Written task A: Print the section of the passage on NASA Rally Sport's Android apps that lies between "NASA Rally Sport" and "only do Android.", inclusive, copying it word for word.

** START Extract **

NASA Rally Sport has ten Android apps in the Google Play store. These target various rally related functions, but mostly deal with rally timing and rally communication. Often when a new app is announced, or an upgrade is announced, someone will ask "Is there an Apple/iOS version?" and the answer is no. Here are the reasons why we only do Android.

Primary Task

The most important app we have, with the largest global user base, is the Rally Checkpoint Clock. This is the app used by the volunteers and officials to record racer times all over the course. This app in installed on Barnes and Noble Nook eReaders. These devices are Android, and there is no equivalent Apple/iOS device. There just isn't a 6" Apple/iOS tablet that can be purchased for under $50, which also can be viewed in full sunlight like an e-Ink screen, and which has a battery that lasts all weekend. So NRS develops primarily for Android because the most important app we make can only run on Android-only hardware.

** END Extract **
** START Data excerpts **

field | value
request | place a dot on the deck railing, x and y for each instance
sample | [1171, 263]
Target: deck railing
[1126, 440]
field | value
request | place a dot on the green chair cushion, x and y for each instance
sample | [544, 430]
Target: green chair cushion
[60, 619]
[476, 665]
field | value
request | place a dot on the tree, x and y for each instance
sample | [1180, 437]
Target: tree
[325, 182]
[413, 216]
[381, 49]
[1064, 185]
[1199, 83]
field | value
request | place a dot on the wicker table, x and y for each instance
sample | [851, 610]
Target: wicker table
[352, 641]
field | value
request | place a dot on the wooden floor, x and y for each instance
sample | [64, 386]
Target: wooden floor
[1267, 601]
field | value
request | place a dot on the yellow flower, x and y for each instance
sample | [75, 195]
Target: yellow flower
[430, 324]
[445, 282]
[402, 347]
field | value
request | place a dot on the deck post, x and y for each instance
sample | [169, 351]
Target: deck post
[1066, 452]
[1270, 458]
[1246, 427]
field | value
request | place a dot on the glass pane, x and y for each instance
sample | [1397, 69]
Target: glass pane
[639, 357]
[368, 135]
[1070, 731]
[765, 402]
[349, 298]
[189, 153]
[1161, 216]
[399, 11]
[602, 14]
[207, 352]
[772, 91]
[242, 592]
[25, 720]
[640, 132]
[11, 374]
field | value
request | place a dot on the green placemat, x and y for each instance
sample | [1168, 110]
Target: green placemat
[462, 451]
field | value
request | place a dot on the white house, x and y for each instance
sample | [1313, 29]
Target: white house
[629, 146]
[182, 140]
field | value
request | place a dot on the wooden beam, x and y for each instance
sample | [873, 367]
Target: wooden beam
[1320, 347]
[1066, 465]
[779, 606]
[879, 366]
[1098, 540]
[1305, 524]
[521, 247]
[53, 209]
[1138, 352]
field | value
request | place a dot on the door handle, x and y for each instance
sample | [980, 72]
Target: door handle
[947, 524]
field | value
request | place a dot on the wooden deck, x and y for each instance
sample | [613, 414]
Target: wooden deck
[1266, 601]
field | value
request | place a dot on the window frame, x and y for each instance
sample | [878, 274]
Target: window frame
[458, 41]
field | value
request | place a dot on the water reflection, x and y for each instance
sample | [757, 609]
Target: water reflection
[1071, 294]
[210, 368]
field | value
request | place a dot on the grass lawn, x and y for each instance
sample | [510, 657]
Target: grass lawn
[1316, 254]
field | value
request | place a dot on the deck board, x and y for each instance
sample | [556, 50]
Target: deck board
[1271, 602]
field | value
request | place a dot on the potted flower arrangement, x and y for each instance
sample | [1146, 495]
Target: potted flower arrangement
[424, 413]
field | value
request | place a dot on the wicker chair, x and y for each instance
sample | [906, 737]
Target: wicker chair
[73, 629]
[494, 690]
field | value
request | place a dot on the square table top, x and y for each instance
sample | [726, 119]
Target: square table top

** END Data excerpts **

Written task B: Locate each line in the records above that contains the string "grass" and copy it out. Case counts.

Right answer A:
NASA Rally Sport has ten Android apps in the Google Play store. These target various rally related functions, but mostly deal with rally timing and rally communication. Often when a new app is announced, or an upgrade is announced, someone will ask "Is there an Apple/iOS version?" and the answer is no. Here are the reasons why we only do Android.

Right answer B:
request | place a dot on the grass lawn, x and y for each instance
Target: grass lawn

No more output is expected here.